### Work instructions
Please write out the listing again, keeping every character the same.

### Records
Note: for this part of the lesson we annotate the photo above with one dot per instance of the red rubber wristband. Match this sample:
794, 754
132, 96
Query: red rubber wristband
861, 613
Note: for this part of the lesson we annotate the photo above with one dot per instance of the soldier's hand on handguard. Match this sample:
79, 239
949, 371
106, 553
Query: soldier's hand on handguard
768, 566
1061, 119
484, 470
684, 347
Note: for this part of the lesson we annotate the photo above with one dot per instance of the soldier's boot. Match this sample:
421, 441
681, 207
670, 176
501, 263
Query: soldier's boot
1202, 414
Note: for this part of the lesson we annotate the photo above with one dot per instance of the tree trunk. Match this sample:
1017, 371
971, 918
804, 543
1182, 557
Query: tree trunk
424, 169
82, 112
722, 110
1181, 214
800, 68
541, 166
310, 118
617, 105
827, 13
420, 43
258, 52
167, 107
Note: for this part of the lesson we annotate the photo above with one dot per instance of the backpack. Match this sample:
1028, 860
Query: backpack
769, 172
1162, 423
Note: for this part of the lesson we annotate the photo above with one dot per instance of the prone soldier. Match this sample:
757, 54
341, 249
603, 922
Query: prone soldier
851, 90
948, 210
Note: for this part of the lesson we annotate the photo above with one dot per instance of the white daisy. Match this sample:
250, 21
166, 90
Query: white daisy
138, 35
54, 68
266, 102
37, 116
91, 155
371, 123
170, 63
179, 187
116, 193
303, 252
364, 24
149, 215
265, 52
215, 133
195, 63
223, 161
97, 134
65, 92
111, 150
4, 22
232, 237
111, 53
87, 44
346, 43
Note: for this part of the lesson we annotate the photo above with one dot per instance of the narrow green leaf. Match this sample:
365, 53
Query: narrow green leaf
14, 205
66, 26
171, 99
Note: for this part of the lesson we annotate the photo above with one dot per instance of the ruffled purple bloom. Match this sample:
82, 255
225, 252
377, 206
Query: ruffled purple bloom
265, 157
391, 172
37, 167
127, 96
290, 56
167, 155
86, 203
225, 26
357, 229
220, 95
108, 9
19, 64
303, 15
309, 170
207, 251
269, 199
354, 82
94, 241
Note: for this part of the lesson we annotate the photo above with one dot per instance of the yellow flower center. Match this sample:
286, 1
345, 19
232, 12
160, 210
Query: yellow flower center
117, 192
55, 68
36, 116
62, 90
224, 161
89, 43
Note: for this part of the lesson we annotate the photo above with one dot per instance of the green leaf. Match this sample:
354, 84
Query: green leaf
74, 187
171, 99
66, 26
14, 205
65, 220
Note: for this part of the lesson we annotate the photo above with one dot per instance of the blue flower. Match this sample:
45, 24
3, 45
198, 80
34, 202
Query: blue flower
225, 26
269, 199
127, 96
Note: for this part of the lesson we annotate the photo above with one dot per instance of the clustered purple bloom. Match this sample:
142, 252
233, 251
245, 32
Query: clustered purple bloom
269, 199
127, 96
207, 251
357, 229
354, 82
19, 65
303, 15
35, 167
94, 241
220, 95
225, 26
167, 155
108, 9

### Output for this task
Note: for this part of the lesson we annotate the photo above with one dot per instance of the red rubber wristband. Match this sample:
794, 754
132, 96
Query: red rubber wristband
861, 613
Note: for this part of the lesson we annotate the photo above with one dot per instance of the soldier's hand on handguard. Match this sample:
79, 239
949, 371
106, 553
Query: soldier's hand on handguard
768, 566
1061, 119
484, 470
684, 347
Note: for this part of the lesson we annotate the photo above with one dot per instance of the soldier's boot. Match this sample:
421, 441
681, 207
670, 176
501, 263
Query: soldier's boot
1202, 414
Note: for this part of the lesson we annotate the photo above with one dot per instance of the tree trunk. Match this sample:
1017, 371
971, 918
804, 543
1182, 557
Query: tree trunk
424, 169
82, 112
722, 110
1181, 214
800, 68
541, 166
310, 118
617, 105
827, 13
420, 43
258, 52
167, 107
Note: for this part of the lesson we annotate the photo above with one dot per instance of the backpack. Match this sample:
1028, 860
Query: backpack
769, 172
1162, 423
Note: for this part of the lesson we annotate the photo above with one dot per instance of the prone soldier. Match this sample:
757, 54
341, 249
603, 922
Query: prone soldier
851, 90
948, 210
Note: for this part of the lesson we annotate the photo above with one dot per instance of the white daisy. Match this sample:
250, 21
166, 90
Query: white daisy
138, 35
54, 68
266, 102
37, 116
91, 155
371, 123
170, 63
179, 187
116, 193
303, 252
364, 24
149, 215
265, 52
215, 133
195, 63
223, 161
97, 134
65, 92
111, 150
4, 22
232, 237
111, 53
87, 44
346, 43
Note: for this part of the lesson we annotate the photo above with one dot per instance of the narrow green leaf. Match this sample:
365, 53
Query: narrow green leaf
14, 205
66, 26
171, 99
Note: for this part of the lesson we annotate the photo above with one dot per instance of the ruffled purple bloom. Match this sample:
82, 255
225, 252
377, 206
Query: ruffled purple bloom
265, 157
391, 172
37, 167
127, 96
290, 56
167, 155
86, 203
225, 26
357, 229
220, 95
108, 9
19, 64
303, 15
309, 170
207, 251
269, 199
354, 82
94, 241
Note: for this part of the lesson we annotate the photo above with one dot per instance of the yellow flower center. Match this sample:
286, 1
345, 19
232, 12
160, 210
Query: yellow flower center
117, 192
55, 68
36, 116
62, 90
224, 161
89, 43
Note: for this part of the lesson we annotate the photo above with one dot per instance of the green leaf. Match this sample:
354, 84
Query: green leaf
74, 187
171, 99
66, 26
14, 205
65, 220
Note: for this part of the lesson we annotate the photo above with one dot per instance of the blue flower. Match this sample:
45, 24
3, 45
198, 80
34, 202
Query: blue flower
225, 26
269, 199
127, 96
Note: for this part of the lesson we annotate the photo above with one dot per instance of the clustered purple bloom. Match this sample:
142, 252
233, 251
245, 32
Query: clustered purple bloom
269, 199
127, 96
207, 251
357, 229
354, 82
19, 65
303, 15
35, 167
94, 241
220, 95
225, 26
167, 155
108, 9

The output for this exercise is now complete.